| AIM |
Copy all the data exactly, except the pictures.

====

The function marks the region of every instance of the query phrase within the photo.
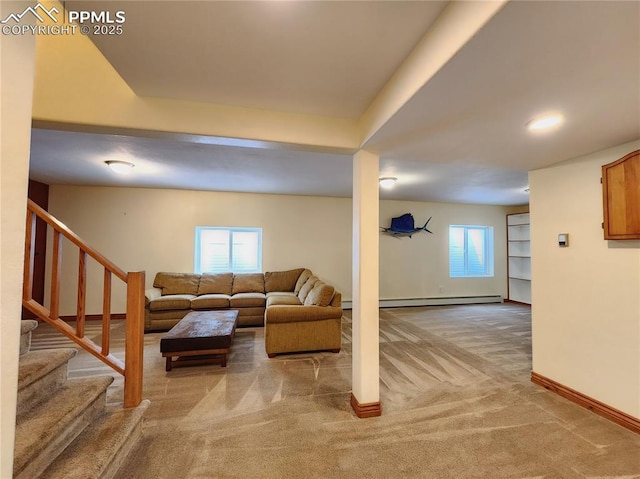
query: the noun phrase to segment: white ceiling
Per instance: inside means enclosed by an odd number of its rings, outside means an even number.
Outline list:
[[[358,118],[445,4],[108,2],[126,34],[95,42],[141,96]],[[640,138],[639,32],[640,2],[508,3],[368,140],[399,178],[381,198],[524,204],[528,170]],[[531,135],[545,111],[565,124]],[[34,129],[31,177],[351,195],[344,152],[118,133]],[[131,175],[106,170],[116,157]]]

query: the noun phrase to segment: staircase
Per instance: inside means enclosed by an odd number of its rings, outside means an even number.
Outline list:
[[[30,351],[37,325],[22,321],[14,478],[115,477],[142,434],[149,401],[107,406],[111,376],[67,379],[77,351]]]

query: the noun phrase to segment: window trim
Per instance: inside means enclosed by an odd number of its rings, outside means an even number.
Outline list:
[[[464,229],[464,271],[463,274],[453,274],[451,269],[451,228],[463,228]],[[469,273],[469,254],[468,254],[468,234],[469,230],[480,230],[484,232],[484,248],[483,257],[485,268],[484,274],[472,274]],[[449,225],[449,278],[493,278],[495,277],[495,243],[494,243],[494,227],[489,225]]]
[[[202,259],[202,255],[201,255],[201,233],[203,231],[210,231],[210,230],[224,230],[224,231],[229,231],[231,238],[229,241],[229,252],[228,252],[228,258],[229,258],[229,269],[226,271],[202,271],[200,269],[200,262]],[[233,264],[233,234],[234,233],[246,233],[246,232],[250,232],[250,233],[257,233],[258,235],[258,251],[257,251],[257,268],[251,271],[234,271],[233,267],[231,266]],[[210,274],[217,274],[217,273],[262,273],[262,228],[254,228],[254,227],[229,227],[229,226],[196,226],[195,229],[195,251],[194,251],[194,266],[193,266],[193,271],[196,274],[203,274],[203,273],[210,273]]]

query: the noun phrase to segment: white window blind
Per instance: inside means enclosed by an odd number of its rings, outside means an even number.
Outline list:
[[[449,226],[449,276],[493,276],[492,226]]]
[[[262,229],[196,227],[196,273],[260,273]]]

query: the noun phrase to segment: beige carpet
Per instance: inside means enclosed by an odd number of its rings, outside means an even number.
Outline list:
[[[120,478],[640,478],[639,435],[530,382],[530,320],[513,304],[381,311],[370,419],[349,406],[349,314],[339,354],[268,359],[262,329],[239,329],[227,368],[166,373],[148,334],[151,406]],[[86,353],[70,367],[104,370]]]

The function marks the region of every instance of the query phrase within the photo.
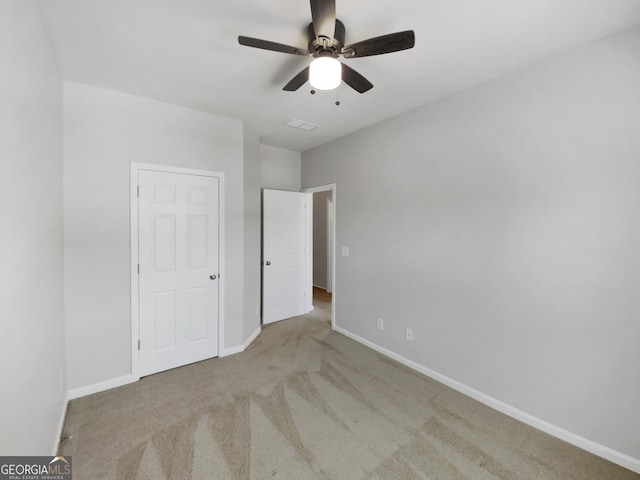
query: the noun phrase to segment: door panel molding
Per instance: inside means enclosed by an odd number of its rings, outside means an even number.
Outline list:
[[[130,167],[130,219],[131,219],[131,380],[140,379],[140,356],[139,356],[139,332],[140,332],[140,284],[139,284],[139,188],[138,177],[141,170],[150,170],[154,172],[165,172],[175,174],[197,175],[204,177],[212,177],[218,179],[218,355],[222,356],[225,351],[224,333],[225,333],[225,182],[224,173],[199,170],[183,167],[173,167],[167,165],[155,165],[150,163],[131,162]],[[170,191],[155,192],[161,198],[170,200]],[[208,200],[202,191],[194,190],[191,192],[190,203],[195,205],[203,205]]]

====

| SOLVED PROBLEM |
The function marks the region of every instance of the query phrase within the photo.
query: the noun phrase to segment: white ceiling
Per instance: inside means enclosed by an odd number of its rings, outside means an even number.
Outline list:
[[[358,118],[445,4],[108,2],[126,34],[95,42],[141,96]],[[640,138],[639,32],[640,2],[508,3],[368,140],[399,178],[381,198],[524,204],[528,170]],[[531,135],[545,111],[565,124]],[[34,129],[31,177],[351,195],[344,152],[118,133]],[[131,175],[106,170],[116,157]]]

query: the noun phrase to segment: staircase
Per instance: inside means enclosed by an odd number of its rings, outside means an even number.
Outline list:
[[[30,351],[37,325],[22,321],[14,478],[115,477],[142,434],[149,401],[107,406],[111,376],[67,379],[77,351]]]

query: the noun phrase to segment: window trim
Per instance: inside means enclosed by an odd number of its rings, outside means an even number.
Outline list:
[[[464,229],[464,271],[463,274],[453,274],[451,269],[451,228],[463,228]],[[469,273],[469,254],[468,254],[468,234],[469,230],[480,230],[484,232],[484,248],[483,257],[485,268],[484,274],[472,274]],[[449,225],[449,278],[493,278],[495,277],[495,243],[494,243],[494,227],[489,225]]]
[[[202,259],[202,255],[201,255],[201,233],[203,231],[210,231],[210,230],[224,230],[224,231],[229,231],[231,238],[229,241],[229,252],[228,252],[228,258],[229,258],[229,269],[226,271],[202,271],[200,269],[200,262]],[[233,264],[233,234],[234,233],[246,233],[246,232],[250,232],[250,233],[257,233],[258,235],[258,251],[257,251],[257,268],[251,271],[234,271],[233,267],[231,266]],[[210,274],[217,274],[217,273],[262,273],[262,228],[254,228],[254,227],[229,227],[229,226],[196,226],[195,229],[195,251],[194,251],[194,266],[193,266],[193,271],[196,274],[203,274],[203,273],[210,273]]]

query: the noun phrase to segment: white window blind
Per instance: inside means enclosed by an odd number of its rings, outside means an even number.
Outline list:
[[[449,226],[449,276],[493,276],[492,226]]]
[[[262,229],[196,227],[196,273],[260,273]]]

query: the noun phrase to segment: beige carpet
Per instance: inside means enclosed by an odd number of its rings, outside means an even number.
Outline list:
[[[120,478],[640,478],[639,435],[530,382],[530,320],[513,304],[381,311],[370,419],[349,406],[349,314],[339,354],[268,359],[262,329],[239,329],[227,368],[166,373],[148,334],[151,406]],[[86,353],[70,367],[104,370]]]

The function marks the region of every instance of the query phrase within the photo.
query: the noun phrase to segment: door panel molding
Per instance: inside means enclosed by an odd number of its rings, outside means an even number.
Outline list:
[[[130,167],[130,219],[131,219],[131,380],[140,379],[140,356],[139,356],[139,332],[140,332],[140,284],[139,284],[139,188],[138,177],[141,170],[150,170],[154,172],[165,172],[175,174],[197,175],[204,177],[212,177],[218,179],[218,355],[222,356],[225,351],[224,333],[225,333],[225,182],[224,173],[199,170],[183,167],[173,167],[167,165],[155,165],[150,163],[131,162]],[[170,191],[155,192],[161,198],[170,200]],[[208,200],[202,191],[194,190],[191,192],[190,203],[195,205],[203,205]]]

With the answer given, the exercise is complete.